Ilona Drozd is campus recruiter for the online travel agency Expedia in Europe. The company became interested in hiring MBAs for senior strategy roles in part because many of its board directors were MBA graduates, and hires plenty of MBA graduates into experienced hire roles, Ms Drozd says.

Despite this, Expedia does not have a specific graduate programme for recruits with an MBA. This year the company, which employs more than 20,000 people worldwide, did hire nine MBA interns in the UK and three MBA interns in the US.

The most common reason for rejecting applicants coming in at the senior level, where an MBA graduate would typically aspire to start within an organisation, is a lack of cultural fit and an inability to solve complicated problems, according to Ms Drozd.

Soft skills, such as teamwork, are important but they are not enough, she adds. “The ideal candidate is someone we would like to have long term, which means they have to really want to work at Expedia.”

EXTRACTED MATERIAL:

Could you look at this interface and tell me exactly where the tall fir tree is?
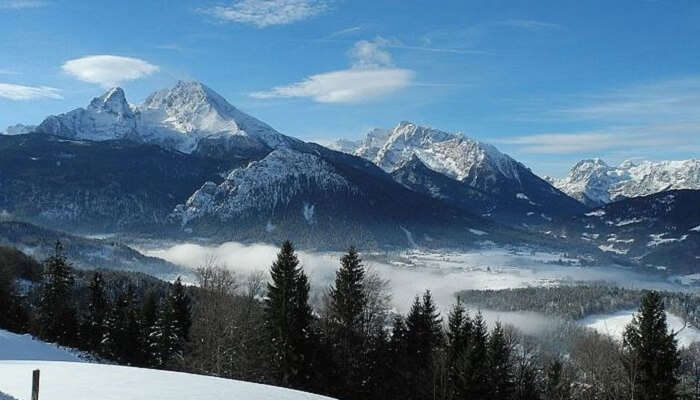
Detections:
[148,277,192,367]
[328,247,370,399]
[265,240,313,389]
[386,318,415,399]
[102,285,144,365]
[406,290,442,399]
[147,300,183,368]
[623,291,680,400]
[464,312,491,400]
[168,276,192,342]
[39,242,78,345]
[488,322,513,400]
[83,271,111,351]
[445,297,472,399]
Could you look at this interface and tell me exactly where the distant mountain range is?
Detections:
[0,82,700,270]
[547,158,700,207]
[555,190,700,273]
[331,122,585,225]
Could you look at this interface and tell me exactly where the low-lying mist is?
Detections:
[141,242,680,316]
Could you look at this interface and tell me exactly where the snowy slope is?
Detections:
[558,189,700,273]
[553,158,700,206]
[339,122,584,225]
[579,310,700,347]
[0,124,36,135]
[357,121,519,183]
[0,361,329,400]
[36,81,294,153]
[0,330,329,400]
[175,147,354,225]
[0,329,81,362]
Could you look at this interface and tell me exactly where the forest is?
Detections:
[0,241,700,400]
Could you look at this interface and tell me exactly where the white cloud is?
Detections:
[251,38,415,103]
[499,19,562,31]
[0,0,49,10]
[496,125,700,154]
[251,68,413,103]
[496,76,700,156]
[61,55,159,88]
[0,83,63,100]
[348,38,394,68]
[200,0,329,28]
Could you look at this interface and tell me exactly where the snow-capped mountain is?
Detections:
[552,158,700,206]
[0,133,227,233]
[172,144,509,248]
[334,122,584,225]
[559,190,700,273]
[36,81,294,153]
[0,124,36,135]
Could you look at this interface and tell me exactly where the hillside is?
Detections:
[0,360,330,400]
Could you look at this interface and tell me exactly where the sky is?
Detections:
[0,0,700,176]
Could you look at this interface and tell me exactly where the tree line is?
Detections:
[0,241,700,400]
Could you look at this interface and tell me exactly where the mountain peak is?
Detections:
[88,87,132,116]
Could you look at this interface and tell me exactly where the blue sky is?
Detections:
[0,0,700,175]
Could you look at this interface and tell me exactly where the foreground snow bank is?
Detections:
[0,361,329,400]
[0,329,81,362]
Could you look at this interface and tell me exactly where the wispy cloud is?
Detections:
[61,55,159,88]
[0,0,50,10]
[499,77,700,154]
[495,124,700,154]
[557,77,700,123]
[327,25,364,39]
[251,68,413,103]
[0,83,63,100]
[251,40,415,103]
[497,19,564,31]
[199,0,330,28]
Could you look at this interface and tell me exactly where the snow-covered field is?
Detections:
[580,310,700,347]
[0,330,329,400]
[139,242,681,312]
[0,360,329,400]
[0,329,81,362]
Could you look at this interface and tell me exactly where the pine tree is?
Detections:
[488,322,513,400]
[102,285,143,365]
[39,242,78,345]
[623,291,680,400]
[328,247,370,399]
[83,272,111,351]
[406,290,442,399]
[265,241,313,389]
[386,316,415,399]
[446,298,472,399]
[464,312,490,400]
[147,277,192,368]
[147,301,182,368]
[544,360,571,400]
[168,276,192,343]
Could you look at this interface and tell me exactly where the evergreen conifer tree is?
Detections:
[328,247,370,399]
[446,298,472,399]
[488,322,513,400]
[265,241,313,389]
[83,272,110,351]
[464,312,490,400]
[623,291,680,400]
[39,242,78,345]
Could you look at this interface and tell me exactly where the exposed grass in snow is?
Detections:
[0,329,83,362]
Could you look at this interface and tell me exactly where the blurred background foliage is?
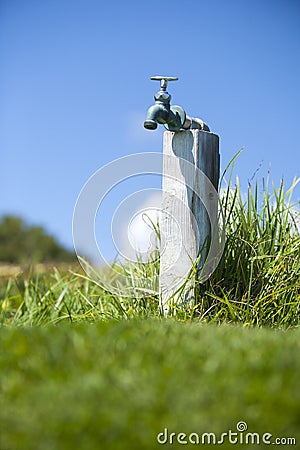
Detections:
[0,215,76,265]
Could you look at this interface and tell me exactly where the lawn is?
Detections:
[0,320,300,450]
[0,174,300,450]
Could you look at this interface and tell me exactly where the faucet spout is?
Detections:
[144,101,183,130]
[144,76,209,131]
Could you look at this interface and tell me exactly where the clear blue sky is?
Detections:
[0,0,300,260]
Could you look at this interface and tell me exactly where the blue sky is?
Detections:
[0,0,300,262]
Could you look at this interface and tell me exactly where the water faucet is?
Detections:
[144,76,210,131]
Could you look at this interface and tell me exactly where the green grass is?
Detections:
[0,171,300,450]
[0,320,300,450]
[0,173,300,328]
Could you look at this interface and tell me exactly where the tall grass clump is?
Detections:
[194,169,300,327]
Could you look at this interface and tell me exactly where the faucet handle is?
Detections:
[150,76,178,91]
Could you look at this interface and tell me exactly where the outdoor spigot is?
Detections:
[144,76,209,131]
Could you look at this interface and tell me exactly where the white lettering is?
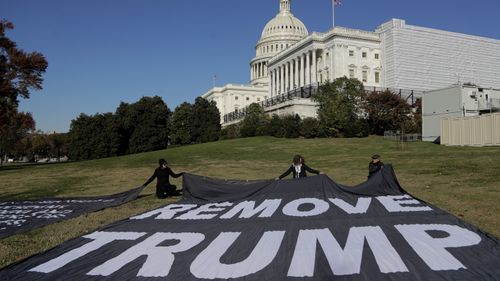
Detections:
[283,198,330,217]
[329,197,372,214]
[288,226,408,277]
[130,204,197,220]
[176,202,233,220]
[220,199,281,219]
[395,224,481,270]
[87,232,205,277]
[191,231,285,279]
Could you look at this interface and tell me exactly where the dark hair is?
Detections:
[293,154,306,165]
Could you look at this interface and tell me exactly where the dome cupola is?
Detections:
[250,0,309,85]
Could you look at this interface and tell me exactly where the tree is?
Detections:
[313,77,366,137]
[364,90,411,135]
[116,96,171,154]
[67,113,120,160]
[240,103,269,137]
[47,132,67,161]
[0,20,47,164]
[170,102,193,145]
[0,111,35,164]
[192,97,221,143]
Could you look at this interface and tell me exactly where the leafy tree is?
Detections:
[170,102,193,145]
[364,90,411,135]
[0,20,47,164]
[116,96,171,154]
[30,133,50,161]
[313,77,366,137]
[192,97,221,143]
[0,111,35,164]
[47,133,68,161]
[240,103,269,137]
[300,117,321,139]
[67,113,120,160]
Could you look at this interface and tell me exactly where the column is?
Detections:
[269,69,273,97]
[279,65,285,94]
[311,50,318,83]
[283,62,290,93]
[300,54,306,87]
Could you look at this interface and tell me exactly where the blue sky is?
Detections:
[0,0,500,132]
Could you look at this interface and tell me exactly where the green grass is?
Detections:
[0,137,500,267]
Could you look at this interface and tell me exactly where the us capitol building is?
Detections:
[202,0,500,126]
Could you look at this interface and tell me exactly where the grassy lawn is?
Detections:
[0,137,500,267]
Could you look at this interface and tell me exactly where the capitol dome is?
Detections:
[259,0,308,42]
[250,0,309,85]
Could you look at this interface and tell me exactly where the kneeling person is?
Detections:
[142,159,184,199]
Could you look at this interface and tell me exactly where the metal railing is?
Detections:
[224,84,319,123]
[223,83,423,123]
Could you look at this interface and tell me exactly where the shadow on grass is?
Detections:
[0,185,154,202]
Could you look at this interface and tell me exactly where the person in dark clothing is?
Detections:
[277,155,322,179]
[368,154,384,178]
[142,159,184,199]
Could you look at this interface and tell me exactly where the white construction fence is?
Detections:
[441,113,500,146]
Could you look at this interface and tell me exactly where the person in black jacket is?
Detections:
[368,154,384,178]
[277,155,322,179]
[142,159,184,199]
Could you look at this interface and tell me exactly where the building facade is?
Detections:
[203,0,500,125]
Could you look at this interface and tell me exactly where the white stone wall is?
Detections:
[376,19,500,91]
[202,84,268,123]
[326,35,383,88]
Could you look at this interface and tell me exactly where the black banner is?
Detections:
[0,166,500,281]
[0,187,143,239]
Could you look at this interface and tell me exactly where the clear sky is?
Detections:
[0,0,500,132]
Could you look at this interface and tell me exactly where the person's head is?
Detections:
[293,154,304,165]
[158,158,167,167]
[372,154,380,163]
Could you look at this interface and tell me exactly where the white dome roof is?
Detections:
[260,0,309,41]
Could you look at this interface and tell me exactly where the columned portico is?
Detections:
[311,49,318,83]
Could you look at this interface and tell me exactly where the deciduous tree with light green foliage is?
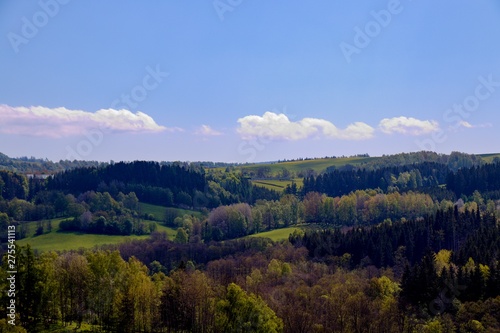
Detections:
[216,283,283,333]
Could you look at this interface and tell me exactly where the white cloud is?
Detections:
[195,125,222,136]
[379,116,439,135]
[458,120,474,128]
[0,105,173,138]
[448,120,493,132]
[237,112,374,140]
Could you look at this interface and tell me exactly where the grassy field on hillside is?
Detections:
[252,178,303,192]
[479,154,500,163]
[139,202,203,221]
[247,227,301,242]
[17,219,177,251]
[240,157,378,174]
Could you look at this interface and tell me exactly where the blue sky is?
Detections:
[0,0,500,162]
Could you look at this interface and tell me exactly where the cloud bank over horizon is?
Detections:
[237,111,439,141]
[0,104,172,138]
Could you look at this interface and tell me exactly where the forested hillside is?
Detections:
[0,152,500,333]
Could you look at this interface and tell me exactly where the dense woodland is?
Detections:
[0,152,500,332]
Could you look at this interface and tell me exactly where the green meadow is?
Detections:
[17,219,176,251]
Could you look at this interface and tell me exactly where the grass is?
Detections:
[240,157,378,174]
[17,202,202,251]
[479,153,500,163]
[139,202,203,221]
[252,178,303,191]
[247,227,301,242]
[17,219,177,251]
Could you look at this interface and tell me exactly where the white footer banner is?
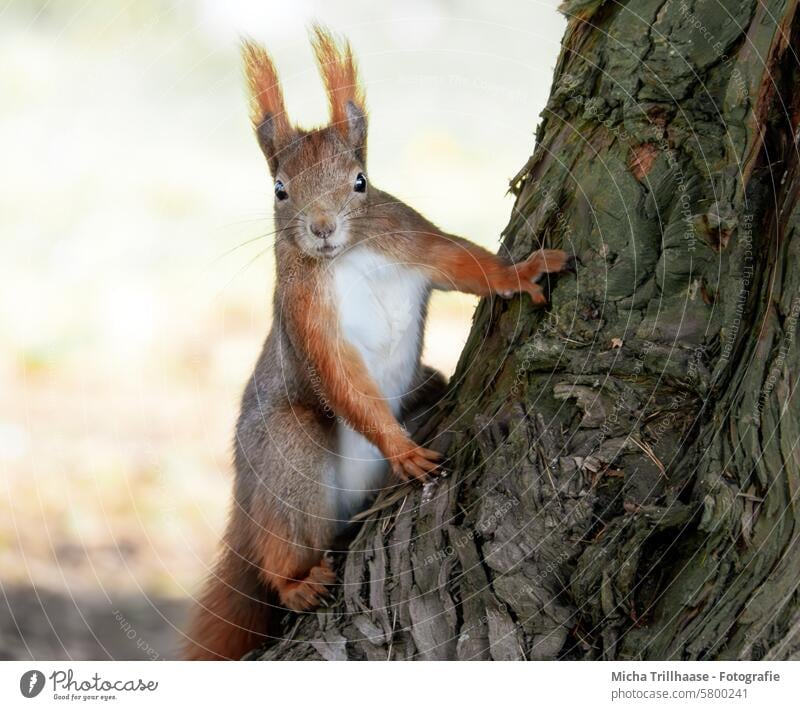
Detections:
[0,661,800,710]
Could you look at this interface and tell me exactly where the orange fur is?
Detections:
[182,548,270,661]
[242,40,291,139]
[311,25,365,137]
[285,277,440,479]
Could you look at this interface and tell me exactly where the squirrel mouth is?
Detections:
[317,244,339,256]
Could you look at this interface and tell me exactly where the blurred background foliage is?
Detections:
[0,0,563,658]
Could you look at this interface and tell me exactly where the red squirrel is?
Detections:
[184,27,568,659]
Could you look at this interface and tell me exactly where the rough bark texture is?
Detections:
[255,0,800,660]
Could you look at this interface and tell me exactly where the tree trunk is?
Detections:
[255,0,800,660]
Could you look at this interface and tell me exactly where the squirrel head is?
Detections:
[243,25,369,259]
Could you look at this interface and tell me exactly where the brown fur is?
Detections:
[186,28,567,659]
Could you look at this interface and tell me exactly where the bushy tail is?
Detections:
[181,548,272,661]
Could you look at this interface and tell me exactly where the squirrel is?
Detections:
[183,26,571,659]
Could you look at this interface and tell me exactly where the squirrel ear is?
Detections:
[346,101,367,163]
[242,40,294,175]
[311,25,367,162]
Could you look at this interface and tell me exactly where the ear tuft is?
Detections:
[311,25,367,160]
[242,39,292,173]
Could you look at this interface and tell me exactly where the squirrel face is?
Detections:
[243,26,369,259]
[275,126,369,259]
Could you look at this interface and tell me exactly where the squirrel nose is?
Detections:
[309,220,336,239]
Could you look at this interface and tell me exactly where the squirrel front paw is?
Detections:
[278,557,336,611]
[499,249,572,306]
[386,439,442,482]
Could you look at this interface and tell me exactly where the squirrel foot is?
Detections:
[278,557,336,611]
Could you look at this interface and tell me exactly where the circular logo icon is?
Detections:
[19,671,44,698]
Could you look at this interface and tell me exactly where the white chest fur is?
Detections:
[333,247,429,413]
[332,247,430,518]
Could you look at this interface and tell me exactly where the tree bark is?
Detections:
[254,0,800,660]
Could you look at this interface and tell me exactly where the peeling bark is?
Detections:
[254,0,800,660]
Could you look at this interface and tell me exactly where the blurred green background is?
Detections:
[0,0,564,659]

OBJECTIVES:
- 1) Using the Expedia recruiting text, please explain in one to three sentences why Expedia became interested in hiring MBAs for senior strategy roles.
- 2) Pick up the Expedia recruiting text after its final sentence and carry it on.

ANSWERS GIVEN:
- 1) According to Ms Drozd, Expedia became interested in hiring MBAs for senior strategy roles partly because many of its board directors were MBA graduates.

- 2)
Kevin Marvinac is both an MBA graduate and chief operating officer at TransparentCareer, a database of salary data for people hired from business schools, which is aimed at helping MBA graduates hone their search to find the ideal job.

He believes that an MBA is helpful in securing a rewarding senior executive role, but admits that it is not sufficient in industries where people are also expected to have certain technical skills or experience. The FT survey found big data analysis, for example, was one of the hardest skills to recruit.

“It is really hard to be a product manager at a tech company, for instance, if you don’t know how to code,” Mr Marvinac says.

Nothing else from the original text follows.